Task goal: Turn the lines of the listing below, from the line with "You'll find dog tag" up to and including the line with "[[131, 0, 468, 151]]", into a Markdown table with the columns Row and Line. Number each row, include only those lines, and skip any blank ones.

=== Task material ===

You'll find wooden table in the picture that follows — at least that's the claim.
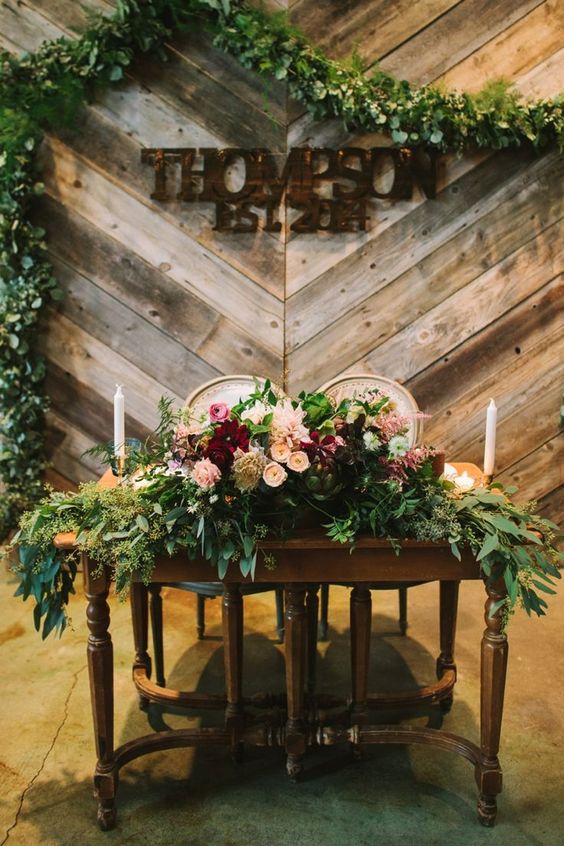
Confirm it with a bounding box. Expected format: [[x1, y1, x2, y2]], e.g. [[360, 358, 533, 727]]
[[56, 531, 507, 830]]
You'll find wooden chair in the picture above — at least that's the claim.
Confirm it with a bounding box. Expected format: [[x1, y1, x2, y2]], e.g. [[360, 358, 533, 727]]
[[149, 375, 284, 687], [319, 373, 432, 640]]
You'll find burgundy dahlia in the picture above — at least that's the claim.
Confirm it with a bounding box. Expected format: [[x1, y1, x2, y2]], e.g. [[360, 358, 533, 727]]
[[204, 420, 249, 473]]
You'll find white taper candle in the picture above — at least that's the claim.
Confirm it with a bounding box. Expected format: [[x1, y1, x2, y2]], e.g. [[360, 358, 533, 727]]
[[484, 399, 497, 476], [114, 385, 125, 458]]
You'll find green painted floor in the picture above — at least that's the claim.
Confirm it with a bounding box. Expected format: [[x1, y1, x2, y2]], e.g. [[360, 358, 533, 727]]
[[0, 556, 564, 846]]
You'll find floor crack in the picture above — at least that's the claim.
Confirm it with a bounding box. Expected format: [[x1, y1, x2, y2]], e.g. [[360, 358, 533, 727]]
[[0, 664, 86, 846]]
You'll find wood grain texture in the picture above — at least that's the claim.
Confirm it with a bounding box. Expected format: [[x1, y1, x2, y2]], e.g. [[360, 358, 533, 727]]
[[0, 0, 564, 520]]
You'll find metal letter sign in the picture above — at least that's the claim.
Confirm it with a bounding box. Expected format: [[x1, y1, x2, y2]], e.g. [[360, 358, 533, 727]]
[[141, 147, 437, 232]]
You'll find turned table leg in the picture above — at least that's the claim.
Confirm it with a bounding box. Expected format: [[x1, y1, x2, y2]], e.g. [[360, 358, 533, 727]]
[[306, 585, 319, 696], [223, 584, 245, 761], [437, 582, 460, 714], [130, 582, 151, 709], [83, 556, 118, 831], [350, 584, 372, 757], [149, 585, 165, 687], [284, 584, 306, 780], [476, 579, 508, 826]]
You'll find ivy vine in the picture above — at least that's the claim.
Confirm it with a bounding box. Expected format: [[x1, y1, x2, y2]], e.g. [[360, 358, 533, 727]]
[[0, 0, 564, 537]]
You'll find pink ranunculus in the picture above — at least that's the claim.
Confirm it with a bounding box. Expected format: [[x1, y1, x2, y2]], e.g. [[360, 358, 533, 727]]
[[288, 450, 309, 473], [210, 402, 231, 423], [262, 461, 288, 488], [270, 441, 291, 464], [192, 458, 221, 489], [270, 399, 309, 447]]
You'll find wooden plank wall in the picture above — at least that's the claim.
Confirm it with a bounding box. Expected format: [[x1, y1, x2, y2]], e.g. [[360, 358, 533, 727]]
[[0, 0, 564, 520]]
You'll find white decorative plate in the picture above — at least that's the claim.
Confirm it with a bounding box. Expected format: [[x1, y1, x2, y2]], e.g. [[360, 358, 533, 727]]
[[319, 373, 423, 446]]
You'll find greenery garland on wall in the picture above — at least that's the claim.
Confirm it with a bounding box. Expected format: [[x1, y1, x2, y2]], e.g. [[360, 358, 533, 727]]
[[0, 0, 564, 537]]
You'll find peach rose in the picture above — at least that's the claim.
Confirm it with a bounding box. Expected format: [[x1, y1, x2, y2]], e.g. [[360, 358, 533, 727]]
[[191, 458, 221, 489], [209, 402, 231, 423], [270, 441, 291, 464], [262, 461, 288, 488], [288, 450, 309, 473]]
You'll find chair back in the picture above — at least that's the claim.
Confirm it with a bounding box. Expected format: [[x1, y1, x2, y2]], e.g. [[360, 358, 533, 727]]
[[184, 374, 284, 426], [319, 373, 423, 447]]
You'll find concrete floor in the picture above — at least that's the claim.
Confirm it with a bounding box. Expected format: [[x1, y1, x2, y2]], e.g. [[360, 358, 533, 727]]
[[0, 556, 564, 846]]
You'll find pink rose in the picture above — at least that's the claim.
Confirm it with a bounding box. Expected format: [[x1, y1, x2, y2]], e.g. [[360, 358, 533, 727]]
[[262, 461, 288, 488], [270, 441, 291, 464], [210, 402, 231, 423], [192, 458, 221, 488], [288, 450, 309, 473]]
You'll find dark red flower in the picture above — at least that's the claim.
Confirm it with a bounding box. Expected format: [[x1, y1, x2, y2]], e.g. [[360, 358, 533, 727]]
[[204, 420, 249, 473], [300, 432, 344, 463], [212, 420, 249, 452]]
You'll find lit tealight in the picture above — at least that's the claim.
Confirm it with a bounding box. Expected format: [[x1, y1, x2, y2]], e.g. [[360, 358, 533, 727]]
[[452, 470, 474, 493]]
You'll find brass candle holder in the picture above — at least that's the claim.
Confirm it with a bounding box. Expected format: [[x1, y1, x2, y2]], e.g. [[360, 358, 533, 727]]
[[116, 455, 125, 482], [108, 438, 142, 482]]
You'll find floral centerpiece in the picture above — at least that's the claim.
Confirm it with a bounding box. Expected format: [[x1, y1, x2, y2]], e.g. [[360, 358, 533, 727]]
[[14, 381, 560, 637]]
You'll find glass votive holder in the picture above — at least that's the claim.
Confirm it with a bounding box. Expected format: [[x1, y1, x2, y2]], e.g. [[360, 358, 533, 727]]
[[108, 438, 142, 476]]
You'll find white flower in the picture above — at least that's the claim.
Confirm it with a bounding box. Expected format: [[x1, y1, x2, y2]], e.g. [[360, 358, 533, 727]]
[[262, 461, 288, 488], [362, 432, 380, 452], [270, 399, 309, 447], [270, 441, 291, 464], [232, 447, 266, 491], [388, 435, 409, 458], [241, 400, 272, 426], [288, 450, 309, 473]]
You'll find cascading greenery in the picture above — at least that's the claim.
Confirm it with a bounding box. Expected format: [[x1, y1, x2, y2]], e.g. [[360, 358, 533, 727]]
[[0, 0, 564, 537]]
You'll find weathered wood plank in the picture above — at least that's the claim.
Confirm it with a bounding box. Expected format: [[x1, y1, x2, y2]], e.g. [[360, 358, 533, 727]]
[[518, 48, 564, 100], [499, 435, 564, 506], [381, 0, 543, 85], [25, 0, 115, 34], [289, 154, 564, 381], [43, 139, 283, 353], [131, 45, 285, 152], [46, 411, 105, 483], [286, 150, 558, 353], [406, 277, 564, 418], [441, 0, 564, 93], [36, 197, 281, 380], [40, 310, 186, 430], [0, 0, 61, 53], [57, 108, 285, 300], [426, 326, 564, 464], [537, 485, 564, 528], [449, 380, 564, 474], [350, 229, 564, 388], [45, 361, 151, 448], [49, 258, 220, 396], [290, 0, 457, 65]]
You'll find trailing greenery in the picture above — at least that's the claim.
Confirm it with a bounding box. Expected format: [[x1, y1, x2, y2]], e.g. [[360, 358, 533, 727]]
[[13, 382, 560, 637], [0, 0, 563, 536]]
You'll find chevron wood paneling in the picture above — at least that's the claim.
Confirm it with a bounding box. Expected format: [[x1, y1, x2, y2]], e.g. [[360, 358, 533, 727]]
[[0, 0, 564, 520]]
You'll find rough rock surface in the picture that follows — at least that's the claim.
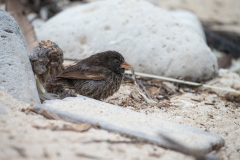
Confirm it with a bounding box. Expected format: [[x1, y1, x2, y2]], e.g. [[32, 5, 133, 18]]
[[37, 0, 218, 80], [0, 10, 40, 103]]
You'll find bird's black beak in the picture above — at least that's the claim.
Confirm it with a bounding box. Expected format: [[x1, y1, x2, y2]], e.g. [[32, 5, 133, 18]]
[[121, 61, 131, 68]]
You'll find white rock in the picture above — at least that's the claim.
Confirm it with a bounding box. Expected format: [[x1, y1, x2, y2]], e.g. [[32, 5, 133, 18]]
[[171, 10, 206, 41], [0, 10, 40, 103], [33, 96, 224, 153], [37, 0, 218, 80]]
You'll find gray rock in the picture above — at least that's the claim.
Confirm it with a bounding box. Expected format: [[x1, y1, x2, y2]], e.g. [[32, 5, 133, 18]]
[[36, 0, 218, 80], [0, 10, 40, 103], [34, 96, 224, 153]]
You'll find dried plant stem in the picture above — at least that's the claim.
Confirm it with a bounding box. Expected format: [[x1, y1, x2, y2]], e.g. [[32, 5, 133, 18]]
[[131, 67, 157, 103], [125, 71, 240, 95]]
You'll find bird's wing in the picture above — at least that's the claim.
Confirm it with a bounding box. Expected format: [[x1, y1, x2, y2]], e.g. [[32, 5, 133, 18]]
[[57, 62, 107, 80]]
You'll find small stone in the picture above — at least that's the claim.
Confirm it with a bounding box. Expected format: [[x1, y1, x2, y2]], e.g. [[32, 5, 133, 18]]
[[33, 96, 224, 153], [0, 10, 40, 103]]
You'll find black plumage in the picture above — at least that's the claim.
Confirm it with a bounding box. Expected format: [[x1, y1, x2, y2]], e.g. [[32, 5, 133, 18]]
[[57, 51, 131, 99]]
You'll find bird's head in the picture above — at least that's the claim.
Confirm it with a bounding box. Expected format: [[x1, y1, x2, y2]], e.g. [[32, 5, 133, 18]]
[[99, 51, 131, 74]]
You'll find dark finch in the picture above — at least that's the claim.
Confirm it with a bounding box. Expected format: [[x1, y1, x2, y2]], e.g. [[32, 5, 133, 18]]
[[57, 51, 131, 99]]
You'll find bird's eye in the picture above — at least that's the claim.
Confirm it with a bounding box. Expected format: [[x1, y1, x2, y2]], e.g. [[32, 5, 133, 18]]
[[113, 59, 120, 63]]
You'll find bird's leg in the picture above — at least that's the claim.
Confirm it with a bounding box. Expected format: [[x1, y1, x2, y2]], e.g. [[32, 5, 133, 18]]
[[29, 40, 75, 100]]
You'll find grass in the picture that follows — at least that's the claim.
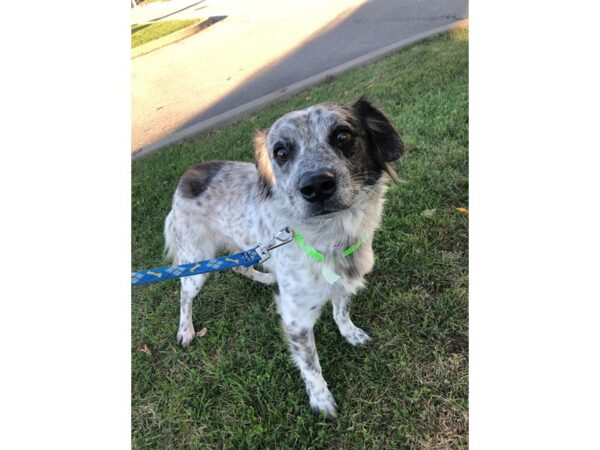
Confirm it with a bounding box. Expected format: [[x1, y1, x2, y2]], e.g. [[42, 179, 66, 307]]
[[132, 30, 468, 449], [131, 19, 197, 48]]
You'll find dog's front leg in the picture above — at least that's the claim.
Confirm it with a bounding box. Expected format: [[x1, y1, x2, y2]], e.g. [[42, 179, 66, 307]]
[[331, 296, 371, 346], [278, 294, 337, 420]]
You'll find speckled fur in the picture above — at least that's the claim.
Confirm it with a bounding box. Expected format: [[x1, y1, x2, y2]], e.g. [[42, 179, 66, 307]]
[[165, 99, 403, 419]]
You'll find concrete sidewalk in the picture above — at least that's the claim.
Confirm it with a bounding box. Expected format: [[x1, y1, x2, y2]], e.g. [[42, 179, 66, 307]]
[[132, 0, 467, 155], [131, 0, 213, 25]]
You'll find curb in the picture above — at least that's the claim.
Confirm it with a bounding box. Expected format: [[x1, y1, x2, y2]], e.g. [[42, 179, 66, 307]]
[[131, 16, 227, 59], [131, 19, 469, 161]]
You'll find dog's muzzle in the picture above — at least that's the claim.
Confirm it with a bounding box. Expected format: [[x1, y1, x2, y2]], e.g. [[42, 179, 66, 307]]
[[299, 169, 337, 203]]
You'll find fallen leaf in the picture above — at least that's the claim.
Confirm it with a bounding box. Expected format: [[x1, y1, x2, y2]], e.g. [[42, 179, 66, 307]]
[[138, 344, 152, 355], [196, 327, 208, 337]]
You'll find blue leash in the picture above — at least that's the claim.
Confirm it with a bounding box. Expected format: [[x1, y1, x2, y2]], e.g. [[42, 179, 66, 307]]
[[131, 227, 294, 286]]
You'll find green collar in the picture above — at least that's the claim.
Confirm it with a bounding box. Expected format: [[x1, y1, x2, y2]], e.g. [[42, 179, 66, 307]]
[[294, 230, 365, 262]]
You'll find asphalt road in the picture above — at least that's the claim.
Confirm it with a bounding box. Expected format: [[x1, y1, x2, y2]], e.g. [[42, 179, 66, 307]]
[[132, 0, 468, 152]]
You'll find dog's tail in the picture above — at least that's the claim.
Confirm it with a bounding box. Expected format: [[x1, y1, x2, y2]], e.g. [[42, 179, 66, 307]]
[[163, 211, 177, 264]]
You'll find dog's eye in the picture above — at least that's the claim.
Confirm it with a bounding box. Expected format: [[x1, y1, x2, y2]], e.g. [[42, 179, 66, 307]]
[[335, 130, 352, 147], [274, 145, 290, 162]]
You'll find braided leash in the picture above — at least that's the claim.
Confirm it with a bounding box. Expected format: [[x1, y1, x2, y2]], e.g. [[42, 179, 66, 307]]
[[131, 227, 294, 286]]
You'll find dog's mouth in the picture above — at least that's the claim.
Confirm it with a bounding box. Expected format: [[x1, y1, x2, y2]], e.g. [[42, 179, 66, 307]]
[[310, 205, 349, 218]]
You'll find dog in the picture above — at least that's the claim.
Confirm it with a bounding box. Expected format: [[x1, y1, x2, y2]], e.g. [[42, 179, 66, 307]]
[[165, 98, 404, 420]]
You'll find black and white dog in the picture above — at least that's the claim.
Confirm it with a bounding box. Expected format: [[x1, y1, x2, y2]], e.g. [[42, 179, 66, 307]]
[[165, 99, 403, 419]]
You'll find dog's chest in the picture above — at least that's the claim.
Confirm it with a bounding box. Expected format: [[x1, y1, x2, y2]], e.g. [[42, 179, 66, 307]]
[[273, 244, 373, 303]]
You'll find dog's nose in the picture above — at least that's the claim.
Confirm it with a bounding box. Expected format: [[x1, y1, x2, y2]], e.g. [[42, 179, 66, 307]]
[[300, 170, 337, 203]]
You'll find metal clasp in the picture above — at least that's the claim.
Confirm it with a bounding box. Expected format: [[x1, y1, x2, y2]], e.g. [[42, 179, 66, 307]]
[[254, 227, 294, 264]]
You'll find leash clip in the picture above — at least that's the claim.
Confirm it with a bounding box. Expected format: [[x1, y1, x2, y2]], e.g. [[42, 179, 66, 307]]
[[254, 227, 294, 264]]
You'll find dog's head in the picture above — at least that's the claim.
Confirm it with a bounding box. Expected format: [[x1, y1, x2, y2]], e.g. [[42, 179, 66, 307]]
[[255, 99, 403, 218]]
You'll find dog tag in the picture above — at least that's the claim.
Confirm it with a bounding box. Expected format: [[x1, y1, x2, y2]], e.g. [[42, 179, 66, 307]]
[[321, 257, 342, 284]]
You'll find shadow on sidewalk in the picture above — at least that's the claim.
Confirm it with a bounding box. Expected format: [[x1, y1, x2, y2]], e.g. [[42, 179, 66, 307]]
[[138, 0, 468, 151]]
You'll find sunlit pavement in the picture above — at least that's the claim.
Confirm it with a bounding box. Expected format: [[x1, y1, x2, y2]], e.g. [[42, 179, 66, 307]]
[[131, 0, 468, 151]]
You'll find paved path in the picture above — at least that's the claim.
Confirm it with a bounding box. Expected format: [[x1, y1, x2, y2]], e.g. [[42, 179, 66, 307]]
[[132, 0, 468, 151]]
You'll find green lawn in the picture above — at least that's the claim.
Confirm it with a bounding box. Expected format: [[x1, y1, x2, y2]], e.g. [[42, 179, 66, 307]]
[[131, 19, 197, 48], [132, 30, 468, 449]]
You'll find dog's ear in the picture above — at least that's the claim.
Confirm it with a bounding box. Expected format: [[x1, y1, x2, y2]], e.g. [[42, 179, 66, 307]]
[[352, 97, 404, 163], [254, 129, 275, 198]]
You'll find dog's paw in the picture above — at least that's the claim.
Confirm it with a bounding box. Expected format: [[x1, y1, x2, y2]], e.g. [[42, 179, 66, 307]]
[[177, 323, 196, 347], [310, 389, 338, 420], [344, 327, 371, 347]]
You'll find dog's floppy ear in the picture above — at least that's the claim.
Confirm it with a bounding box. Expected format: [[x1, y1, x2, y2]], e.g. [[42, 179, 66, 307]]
[[352, 97, 404, 163], [254, 129, 275, 198]]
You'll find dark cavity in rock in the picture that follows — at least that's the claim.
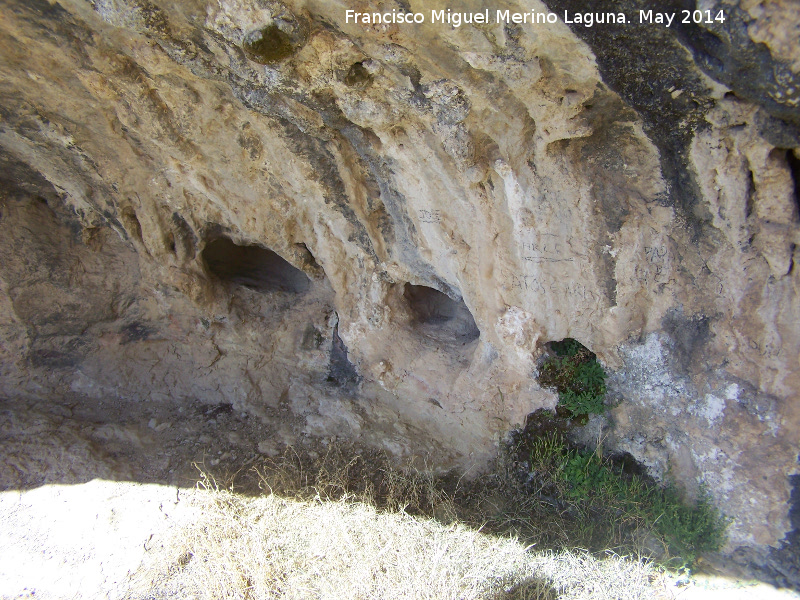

===

Written answer:
| Row | Line |
|---|---|
| 1 | You'll find dog tag in the picture above — at least that's the claim. |
| 2 | Confirm it with a bounding box. Expected format: [[x1, y1, x2, y2]], e.g. [[42, 179, 66, 307]] |
| 3 | [[321, 257, 342, 284]] |
| 4 | You'll find shadow on sidewalk in the picture above — at least that's the claim. |
| 5 | Confirm it with a bounding box. Expected format: [[x1, y1, x2, y2]], e.g. [[42, 179, 66, 307]] |
| 6 | [[138, 0, 468, 151]] |
| 7 | You'll find sunlit pavement in the picture above — at least that's the claim. |
| 8 | Confirm it with a bounding box. Expected format: [[x1, y1, x2, y2]], e.g. [[42, 179, 66, 307]] |
| 9 | [[131, 0, 468, 151]] |